:: Task to carry out ::
Find every line in the records below that contains the word "roof", and copy each of those lines.

:: Stored rows ::
┌────────
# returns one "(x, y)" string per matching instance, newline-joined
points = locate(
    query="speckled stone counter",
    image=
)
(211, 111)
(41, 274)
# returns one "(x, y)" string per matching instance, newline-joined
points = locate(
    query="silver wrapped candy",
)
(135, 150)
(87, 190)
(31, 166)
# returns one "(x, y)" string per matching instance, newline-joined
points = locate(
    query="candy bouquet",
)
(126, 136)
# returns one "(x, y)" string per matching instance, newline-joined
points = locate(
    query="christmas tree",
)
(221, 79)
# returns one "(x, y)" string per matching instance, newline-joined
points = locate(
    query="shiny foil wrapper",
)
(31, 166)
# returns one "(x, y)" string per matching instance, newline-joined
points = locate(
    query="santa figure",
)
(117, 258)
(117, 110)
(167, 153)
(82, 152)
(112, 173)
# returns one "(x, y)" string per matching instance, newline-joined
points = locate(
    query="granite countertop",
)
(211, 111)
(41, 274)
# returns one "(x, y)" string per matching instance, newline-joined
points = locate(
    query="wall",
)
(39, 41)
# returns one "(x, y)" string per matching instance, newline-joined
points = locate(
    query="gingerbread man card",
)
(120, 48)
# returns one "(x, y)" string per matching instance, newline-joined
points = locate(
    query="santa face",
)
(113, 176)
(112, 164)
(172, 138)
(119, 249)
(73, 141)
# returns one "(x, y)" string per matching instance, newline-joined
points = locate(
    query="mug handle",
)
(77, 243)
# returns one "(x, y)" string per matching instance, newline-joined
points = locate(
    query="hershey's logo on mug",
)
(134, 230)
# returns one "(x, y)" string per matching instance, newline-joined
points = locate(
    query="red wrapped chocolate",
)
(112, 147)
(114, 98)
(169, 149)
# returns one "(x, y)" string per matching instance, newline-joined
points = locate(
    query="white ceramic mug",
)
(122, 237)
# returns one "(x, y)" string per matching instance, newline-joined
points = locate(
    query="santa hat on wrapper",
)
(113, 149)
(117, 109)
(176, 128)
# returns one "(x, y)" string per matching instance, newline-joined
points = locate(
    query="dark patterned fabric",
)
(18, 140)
└────────
┌────────
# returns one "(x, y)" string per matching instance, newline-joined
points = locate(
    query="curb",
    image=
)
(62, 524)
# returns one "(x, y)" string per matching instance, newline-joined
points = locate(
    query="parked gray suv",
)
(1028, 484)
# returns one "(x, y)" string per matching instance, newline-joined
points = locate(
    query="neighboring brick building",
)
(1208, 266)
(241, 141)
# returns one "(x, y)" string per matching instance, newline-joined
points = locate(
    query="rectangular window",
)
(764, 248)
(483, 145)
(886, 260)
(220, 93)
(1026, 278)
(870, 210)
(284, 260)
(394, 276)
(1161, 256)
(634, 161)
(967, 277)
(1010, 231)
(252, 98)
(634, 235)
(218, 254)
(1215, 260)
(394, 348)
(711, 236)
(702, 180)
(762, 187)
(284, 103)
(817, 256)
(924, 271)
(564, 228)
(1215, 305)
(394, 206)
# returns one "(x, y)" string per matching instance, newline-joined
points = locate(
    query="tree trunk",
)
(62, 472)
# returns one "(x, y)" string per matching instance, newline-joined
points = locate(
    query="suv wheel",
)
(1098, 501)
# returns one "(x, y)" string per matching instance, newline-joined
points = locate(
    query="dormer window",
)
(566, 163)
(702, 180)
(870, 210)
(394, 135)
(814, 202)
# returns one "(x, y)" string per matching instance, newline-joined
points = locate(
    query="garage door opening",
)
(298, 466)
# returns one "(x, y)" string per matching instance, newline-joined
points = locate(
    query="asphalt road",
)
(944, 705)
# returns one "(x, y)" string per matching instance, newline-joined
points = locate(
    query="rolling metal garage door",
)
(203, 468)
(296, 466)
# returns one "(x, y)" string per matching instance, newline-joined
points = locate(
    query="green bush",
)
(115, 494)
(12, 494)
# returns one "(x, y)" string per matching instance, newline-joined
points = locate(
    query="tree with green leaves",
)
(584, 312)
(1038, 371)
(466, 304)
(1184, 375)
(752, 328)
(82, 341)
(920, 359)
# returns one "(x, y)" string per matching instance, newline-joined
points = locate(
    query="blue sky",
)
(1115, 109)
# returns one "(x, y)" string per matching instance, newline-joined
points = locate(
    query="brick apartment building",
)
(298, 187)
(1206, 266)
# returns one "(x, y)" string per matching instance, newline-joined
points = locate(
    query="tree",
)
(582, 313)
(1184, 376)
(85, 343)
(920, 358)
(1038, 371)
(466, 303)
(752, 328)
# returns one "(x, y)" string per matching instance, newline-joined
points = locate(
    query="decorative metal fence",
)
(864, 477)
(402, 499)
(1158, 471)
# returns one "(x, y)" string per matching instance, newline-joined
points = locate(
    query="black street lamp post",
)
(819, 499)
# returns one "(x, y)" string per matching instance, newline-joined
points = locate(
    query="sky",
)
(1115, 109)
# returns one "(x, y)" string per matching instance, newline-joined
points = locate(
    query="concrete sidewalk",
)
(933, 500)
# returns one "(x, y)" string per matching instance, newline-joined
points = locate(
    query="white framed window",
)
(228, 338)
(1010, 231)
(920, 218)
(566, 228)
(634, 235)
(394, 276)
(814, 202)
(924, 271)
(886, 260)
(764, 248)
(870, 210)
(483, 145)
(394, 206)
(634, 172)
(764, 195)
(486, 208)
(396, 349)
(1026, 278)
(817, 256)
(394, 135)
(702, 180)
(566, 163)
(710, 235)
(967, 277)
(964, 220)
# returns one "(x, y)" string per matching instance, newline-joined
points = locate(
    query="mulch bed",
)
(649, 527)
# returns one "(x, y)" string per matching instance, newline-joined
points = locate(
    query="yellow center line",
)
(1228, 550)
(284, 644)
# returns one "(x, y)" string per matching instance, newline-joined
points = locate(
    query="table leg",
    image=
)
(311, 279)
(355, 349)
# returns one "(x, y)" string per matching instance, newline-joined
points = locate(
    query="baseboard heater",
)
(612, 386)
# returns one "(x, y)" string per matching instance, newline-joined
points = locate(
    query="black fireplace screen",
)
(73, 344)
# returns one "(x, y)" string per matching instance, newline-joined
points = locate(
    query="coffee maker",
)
└────────
┌────────
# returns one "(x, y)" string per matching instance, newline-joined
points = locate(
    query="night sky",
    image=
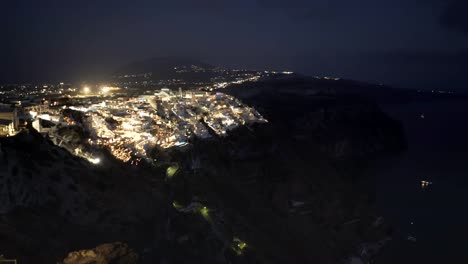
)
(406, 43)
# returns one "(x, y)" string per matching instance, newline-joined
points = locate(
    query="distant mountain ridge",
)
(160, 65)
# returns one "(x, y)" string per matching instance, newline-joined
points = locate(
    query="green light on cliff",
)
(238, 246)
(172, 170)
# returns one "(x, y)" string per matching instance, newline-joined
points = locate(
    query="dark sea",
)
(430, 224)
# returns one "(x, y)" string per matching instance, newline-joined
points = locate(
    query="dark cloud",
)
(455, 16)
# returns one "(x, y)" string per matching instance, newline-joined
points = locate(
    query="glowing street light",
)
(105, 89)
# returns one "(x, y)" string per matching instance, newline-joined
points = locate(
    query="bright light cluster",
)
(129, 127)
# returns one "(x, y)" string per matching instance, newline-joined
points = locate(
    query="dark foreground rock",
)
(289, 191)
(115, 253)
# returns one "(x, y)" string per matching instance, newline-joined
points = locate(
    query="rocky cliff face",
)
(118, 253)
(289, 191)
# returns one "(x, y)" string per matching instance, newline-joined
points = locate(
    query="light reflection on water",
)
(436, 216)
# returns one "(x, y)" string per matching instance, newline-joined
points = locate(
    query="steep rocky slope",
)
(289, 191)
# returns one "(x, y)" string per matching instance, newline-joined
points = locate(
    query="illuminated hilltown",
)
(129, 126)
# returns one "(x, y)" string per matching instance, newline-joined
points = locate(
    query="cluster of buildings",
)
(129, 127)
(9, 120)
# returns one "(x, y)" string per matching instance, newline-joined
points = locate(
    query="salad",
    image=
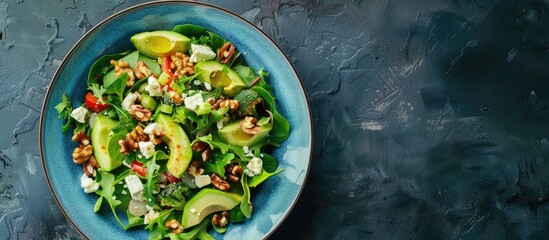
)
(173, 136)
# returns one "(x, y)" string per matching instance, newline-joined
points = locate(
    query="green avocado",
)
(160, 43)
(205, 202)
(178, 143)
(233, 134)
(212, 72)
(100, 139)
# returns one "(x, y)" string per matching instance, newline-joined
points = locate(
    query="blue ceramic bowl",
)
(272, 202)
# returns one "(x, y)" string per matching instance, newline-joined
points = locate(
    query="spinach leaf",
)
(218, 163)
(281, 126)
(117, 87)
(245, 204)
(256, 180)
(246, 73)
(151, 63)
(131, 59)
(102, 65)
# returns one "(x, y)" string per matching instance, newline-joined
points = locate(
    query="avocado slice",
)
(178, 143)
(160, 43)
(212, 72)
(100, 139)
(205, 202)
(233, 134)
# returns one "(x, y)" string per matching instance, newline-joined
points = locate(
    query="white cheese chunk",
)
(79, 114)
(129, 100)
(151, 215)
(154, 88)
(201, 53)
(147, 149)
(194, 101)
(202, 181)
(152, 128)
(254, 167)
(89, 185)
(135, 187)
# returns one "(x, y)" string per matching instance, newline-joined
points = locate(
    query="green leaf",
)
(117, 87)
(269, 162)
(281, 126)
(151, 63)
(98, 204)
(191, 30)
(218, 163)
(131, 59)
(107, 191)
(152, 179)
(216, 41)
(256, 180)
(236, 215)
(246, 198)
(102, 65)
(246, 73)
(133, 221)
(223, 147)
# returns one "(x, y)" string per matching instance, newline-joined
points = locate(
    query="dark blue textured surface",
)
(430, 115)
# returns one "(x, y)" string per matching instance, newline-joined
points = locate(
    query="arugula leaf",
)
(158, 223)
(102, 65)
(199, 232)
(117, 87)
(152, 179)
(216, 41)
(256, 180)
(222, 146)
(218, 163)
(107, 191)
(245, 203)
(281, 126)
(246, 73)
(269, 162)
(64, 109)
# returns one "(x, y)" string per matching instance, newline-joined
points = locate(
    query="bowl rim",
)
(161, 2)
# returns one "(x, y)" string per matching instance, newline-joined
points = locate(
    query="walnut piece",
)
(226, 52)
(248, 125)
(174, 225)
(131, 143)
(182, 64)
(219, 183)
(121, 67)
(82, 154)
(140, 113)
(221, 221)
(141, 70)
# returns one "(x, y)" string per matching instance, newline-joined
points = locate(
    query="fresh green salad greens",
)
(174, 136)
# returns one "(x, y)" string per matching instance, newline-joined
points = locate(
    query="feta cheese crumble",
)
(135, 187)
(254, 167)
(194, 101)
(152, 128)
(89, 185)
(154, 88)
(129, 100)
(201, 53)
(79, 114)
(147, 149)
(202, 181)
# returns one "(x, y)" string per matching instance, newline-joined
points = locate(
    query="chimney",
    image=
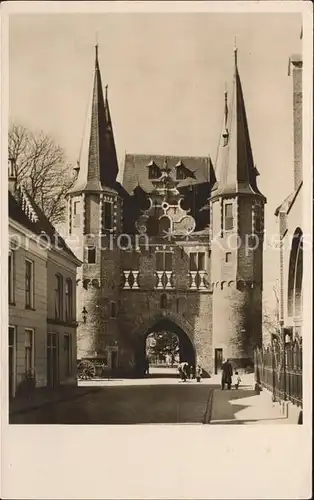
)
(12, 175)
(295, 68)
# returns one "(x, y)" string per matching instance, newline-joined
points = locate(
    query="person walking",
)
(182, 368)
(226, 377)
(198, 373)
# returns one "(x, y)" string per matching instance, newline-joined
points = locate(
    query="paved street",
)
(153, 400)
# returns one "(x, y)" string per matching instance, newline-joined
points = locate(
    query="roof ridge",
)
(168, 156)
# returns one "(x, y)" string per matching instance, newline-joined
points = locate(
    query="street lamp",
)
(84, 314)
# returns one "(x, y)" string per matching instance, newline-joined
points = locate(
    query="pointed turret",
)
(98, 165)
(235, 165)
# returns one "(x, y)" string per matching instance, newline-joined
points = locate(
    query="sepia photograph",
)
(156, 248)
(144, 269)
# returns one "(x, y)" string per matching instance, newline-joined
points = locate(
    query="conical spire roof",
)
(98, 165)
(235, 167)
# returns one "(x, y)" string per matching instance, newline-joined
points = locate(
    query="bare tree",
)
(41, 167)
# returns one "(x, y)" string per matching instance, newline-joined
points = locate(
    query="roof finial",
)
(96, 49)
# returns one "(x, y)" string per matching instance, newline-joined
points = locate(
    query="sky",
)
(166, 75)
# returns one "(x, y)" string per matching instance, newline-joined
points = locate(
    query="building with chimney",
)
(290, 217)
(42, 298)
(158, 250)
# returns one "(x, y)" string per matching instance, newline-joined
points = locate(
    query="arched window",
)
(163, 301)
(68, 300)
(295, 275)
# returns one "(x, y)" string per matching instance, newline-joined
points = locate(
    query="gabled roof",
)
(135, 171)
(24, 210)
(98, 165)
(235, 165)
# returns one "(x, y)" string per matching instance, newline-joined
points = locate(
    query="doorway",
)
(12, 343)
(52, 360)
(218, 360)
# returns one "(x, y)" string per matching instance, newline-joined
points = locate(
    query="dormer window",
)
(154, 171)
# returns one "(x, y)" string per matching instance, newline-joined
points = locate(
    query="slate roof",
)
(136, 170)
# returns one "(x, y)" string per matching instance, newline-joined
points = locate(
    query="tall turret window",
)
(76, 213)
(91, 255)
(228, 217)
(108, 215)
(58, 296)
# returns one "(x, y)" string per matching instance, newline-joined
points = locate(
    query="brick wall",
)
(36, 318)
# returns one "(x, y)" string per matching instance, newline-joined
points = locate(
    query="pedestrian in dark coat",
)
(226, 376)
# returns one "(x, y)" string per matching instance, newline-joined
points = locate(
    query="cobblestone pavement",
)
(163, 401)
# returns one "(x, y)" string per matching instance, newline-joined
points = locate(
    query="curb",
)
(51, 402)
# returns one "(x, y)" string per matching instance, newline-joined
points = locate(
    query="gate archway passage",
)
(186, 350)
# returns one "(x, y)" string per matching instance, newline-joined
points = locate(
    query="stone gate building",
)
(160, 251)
└────────
:: Solution to the exercise ::
    query="roof ridge",
    query="conical spire roof",
    query="roof finial",
    query="gabled roof",
    query="slate roof",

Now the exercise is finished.